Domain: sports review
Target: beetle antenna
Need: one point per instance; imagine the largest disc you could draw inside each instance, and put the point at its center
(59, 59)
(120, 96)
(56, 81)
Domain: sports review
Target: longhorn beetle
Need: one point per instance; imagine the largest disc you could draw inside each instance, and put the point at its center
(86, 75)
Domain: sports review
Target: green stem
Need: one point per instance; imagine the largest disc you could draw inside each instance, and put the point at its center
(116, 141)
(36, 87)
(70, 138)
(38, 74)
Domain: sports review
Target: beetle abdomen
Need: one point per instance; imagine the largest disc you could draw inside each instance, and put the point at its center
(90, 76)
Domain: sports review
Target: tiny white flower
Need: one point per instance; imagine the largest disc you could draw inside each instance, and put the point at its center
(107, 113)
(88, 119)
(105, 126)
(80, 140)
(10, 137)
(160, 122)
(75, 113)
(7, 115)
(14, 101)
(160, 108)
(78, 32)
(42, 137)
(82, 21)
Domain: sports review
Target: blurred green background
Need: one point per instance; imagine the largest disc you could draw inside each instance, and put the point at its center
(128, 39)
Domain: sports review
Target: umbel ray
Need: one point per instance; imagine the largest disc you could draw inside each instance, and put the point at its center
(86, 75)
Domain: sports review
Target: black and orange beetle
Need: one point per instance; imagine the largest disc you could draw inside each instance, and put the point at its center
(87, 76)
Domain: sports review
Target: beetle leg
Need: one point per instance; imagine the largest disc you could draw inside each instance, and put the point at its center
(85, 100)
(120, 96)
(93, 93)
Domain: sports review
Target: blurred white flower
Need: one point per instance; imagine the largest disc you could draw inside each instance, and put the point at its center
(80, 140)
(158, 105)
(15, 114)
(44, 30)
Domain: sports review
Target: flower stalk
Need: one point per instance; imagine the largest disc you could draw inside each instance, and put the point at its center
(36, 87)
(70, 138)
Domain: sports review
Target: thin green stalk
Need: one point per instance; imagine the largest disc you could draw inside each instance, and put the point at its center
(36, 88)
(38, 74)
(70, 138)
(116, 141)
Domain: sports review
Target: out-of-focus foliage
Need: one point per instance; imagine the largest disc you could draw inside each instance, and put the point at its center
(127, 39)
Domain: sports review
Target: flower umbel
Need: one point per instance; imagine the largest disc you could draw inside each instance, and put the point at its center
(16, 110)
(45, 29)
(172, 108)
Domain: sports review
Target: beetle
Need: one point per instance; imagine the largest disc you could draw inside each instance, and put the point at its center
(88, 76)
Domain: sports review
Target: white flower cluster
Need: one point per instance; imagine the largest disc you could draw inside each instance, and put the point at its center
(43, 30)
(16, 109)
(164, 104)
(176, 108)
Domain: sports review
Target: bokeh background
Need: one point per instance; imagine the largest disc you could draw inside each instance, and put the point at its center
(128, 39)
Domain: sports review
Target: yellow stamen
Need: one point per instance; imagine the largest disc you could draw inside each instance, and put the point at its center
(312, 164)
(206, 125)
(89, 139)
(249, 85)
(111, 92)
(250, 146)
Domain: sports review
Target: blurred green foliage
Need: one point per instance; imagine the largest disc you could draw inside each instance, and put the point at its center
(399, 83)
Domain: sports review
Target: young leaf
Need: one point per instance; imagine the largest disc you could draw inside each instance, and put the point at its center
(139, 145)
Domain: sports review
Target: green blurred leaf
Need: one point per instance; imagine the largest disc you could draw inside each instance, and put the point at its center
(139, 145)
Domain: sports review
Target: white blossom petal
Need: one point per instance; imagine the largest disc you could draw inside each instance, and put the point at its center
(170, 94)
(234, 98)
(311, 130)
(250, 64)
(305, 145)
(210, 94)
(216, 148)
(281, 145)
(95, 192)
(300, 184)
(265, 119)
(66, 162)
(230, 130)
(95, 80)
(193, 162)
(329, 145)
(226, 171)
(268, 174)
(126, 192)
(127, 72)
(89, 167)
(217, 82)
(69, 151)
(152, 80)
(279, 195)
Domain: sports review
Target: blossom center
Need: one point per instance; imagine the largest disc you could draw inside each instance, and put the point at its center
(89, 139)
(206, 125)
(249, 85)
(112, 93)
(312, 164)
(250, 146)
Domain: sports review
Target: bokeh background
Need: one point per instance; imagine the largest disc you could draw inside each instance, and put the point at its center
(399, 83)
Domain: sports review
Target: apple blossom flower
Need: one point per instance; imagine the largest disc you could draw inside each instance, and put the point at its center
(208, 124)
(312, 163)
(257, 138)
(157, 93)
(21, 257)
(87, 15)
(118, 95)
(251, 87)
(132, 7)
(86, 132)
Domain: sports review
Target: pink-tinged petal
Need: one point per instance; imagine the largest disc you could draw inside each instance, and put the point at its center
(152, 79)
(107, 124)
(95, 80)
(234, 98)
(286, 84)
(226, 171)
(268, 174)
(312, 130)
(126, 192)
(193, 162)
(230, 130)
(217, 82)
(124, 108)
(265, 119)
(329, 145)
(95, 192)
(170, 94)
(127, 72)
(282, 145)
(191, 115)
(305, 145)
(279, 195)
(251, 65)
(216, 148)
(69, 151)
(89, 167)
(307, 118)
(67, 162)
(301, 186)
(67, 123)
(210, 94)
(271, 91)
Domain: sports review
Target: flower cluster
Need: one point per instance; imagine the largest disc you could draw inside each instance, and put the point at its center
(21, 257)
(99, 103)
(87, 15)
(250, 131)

-------------------------

• [Instructions to follow] Copy each line of the data exactly, please.

• [Task output]
Domain: sports review
Target: beetle antenna
Need: one point per instance; imagine the largest disc you could draw inside each instance, and put the point at its center
(59, 59)
(120, 96)
(56, 81)
Domain: sports review
Target: longhorn beetle
Need: one point per instance; imagine the largest disc you could draw inside each instance, and put the point at its center
(86, 75)
Domain: sports review
Target: green stem
Need: one point per instance; imagine the largest disc you could draw inside each instance, and put the point at its center
(116, 141)
(36, 87)
(70, 138)
(38, 74)
Domain: sports review
Target: beetle abdomen
Need: one point per instance; imagine the largest disc you could draw inside each instance, and put the point at its center
(90, 76)
Domain: sports review
Target: tiny white flower
Need: one point per instance; imagine the largest disc you could draw inside each instance, and put the point at its center
(107, 113)
(88, 119)
(105, 126)
(80, 140)
(10, 137)
(160, 122)
(75, 113)
(7, 115)
(14, 101)
(160, 108)
(78, 32)
(42, 137)
(82, 21)
Domain: sports review
Target: blurred green background
Need: one point per instance; imagine the largest disc you could draw inside each instance, and put the point at its center
(128, 39)
Domain: sports review
Target: umbel ray
Need: one point per instance; imagine the largest disc you could draw inside each instance, and put the point at its center
(86, 75)
Domain: sports review
Target: black and orange beetle
Need: one point per instance; imagine the largest disc you could draw inside each instance, and put the point at its center
(87, 76)
Domain: sports review
Target: beetle leg
Need: one point per instance; imagine the largest disc you could draw inside each instance, and put the point at its center
(85, 100)
(120, 96)
(93, 93)
Domain: sports review
Target: blurred white flower
Need: one point per instance; imagine the largest disc you could draw inside each instance, and put the point at its center
(80, 140)
(158, 105)
(15, 114)
(44, 30)
Domain: sports review
Target: flower stalk
Need: one point per instance; imagine the largest disc you could draw inside each instance, and put the point at its center
(36, 87)
(70, 138)
Domain: sports review
Target: thin green stalk
Need: one point per instance; imagine the largest disc you could draw inside each instance, and put the point at its center
(36, 88)
(38, 74)
(70, 138)
(116, 141)
Domain: sports review
Target: out-of-focus foliage
Need: one point per instance; imagine the largest disc you could draw inside each instance, and put the point at its center
(127, 39)
Domain: sports review
Target: flower umbel
Need: one point per instance; imagine the largest disc you could draw inside each instance, and put the point at its center
(16, 110)
(45, 29)
(172, 108)
Domain: sports review
Target: beetle
Need: one point per instance; imagine the largest disc you could draw inside each instance, and put the point at its center
(88, 76)
Domain: sports review
Target: white flower cluster
Need: one point per instance; imagine the largest disc you could draw inside each instance, and put the point at its center
(43, 30)
(16, 109)
(164, 104)
(176, 108)
Domain: sports review
Target: bokeh background
Need: one point per instance; imagine the largest disc you could draw inside each instance, and put the point at its center
(128, 39)
Domain: sports review
Target: yellow stamen
Need: one point per instance; imagine the largest disc you could draw inside each instance, and put the point at its center
(312, 164)
(206, 125)
(89, 139)
(249, 85)
(111, 92)
(250, 146)
Domain: sports review
Target: blurred green foliage
Need: one point per instance; imagine the largest disc you could draw inside each instance, and put the point at its center
(399, 83)
Domain: sports review
Target: young leaf
Need: one point per instance; imagine the largest disc you could draw inside each instance, and put the point at its center
(139, 145)
Domain: sports review
Target: green blurred leaf
Need: one point per instance; imagine the largest disc you could draw inside each instance, and put the point at its center
(139, 145)
Domain: sports review
Target: white blossom petal
Need: one point per instance; imagine the largest disc you could draw inside each instance, and put the point at its center
(170, 94)
(234, 98)
(311, 130)
(250, 64)
(305, 145)
(210, 94)
(216, 148)
(281, 145)
(95, 192)
(300, 184)
(265, 119)
(66, 162)
(230, 130)
(95, 80)
(193, 162)
(329, 145)
(226, 171)
(268, 174)
(126, 192)
(127, 72)
(89, 167)
(217, 82)
(69, 151)
(152, 80)
(279, 195)
Domain: sports review
Target: blossom center
Need: one point per instance; imagine the largest disc you could draw inside each instance, and put the point at its center
(89, 139)
(206, 125)
(249, 85)
(112, 93)
(312, 164)
(250, 146)
Domain: sports review
Target: bokeh background
Need: one point per instance; imagine the largest disc you could draw inside each instance, and put the point at its center
(399, 83)
Domain: sports review
Target: apple blossom flower
Need: one point per instance; imagine the largest disc you could draw inside each instance, and put the point at its center
(208, 124)
(312, 163)
(257, 138)
(157, 93)
(21, 257)
(87, 15)
(118, 95)
(251, 87)
(132, 7)
(86, 132)
Domain: sports review
Target: pink-tinged petal
Need: one point per instance; imagine the largest disc you could draw inside each instance, and put the point at its center
(152, 79)
(107, 124)
(95, 80)
(234, 98)
(286, 84)
(226, 171)
(268, 174)
(312, 130)
(126, 192)
(193, 162)
(230, 130)
(217, 82)
(124, 108)
(265, 119)
(329, 145)
(95, 192)
(170, 94)
(127, 72)
(282, 145)
(191, 115)
(305, 145)
(279, 195)
(251, 65)
(216, 148)
(69, 151)
(89, 167)
(307, 118)
(67, 162)
(301, 186)
(67, 123)
(210, 94)
(271, 91)
Domain: sports review
Target: flower cluster
Need: one point per instance; imagine the largest disc you could draw inside each instance, and put the point at its center
(21, 257)
(99, 103)
(87, 15)
(250, 131)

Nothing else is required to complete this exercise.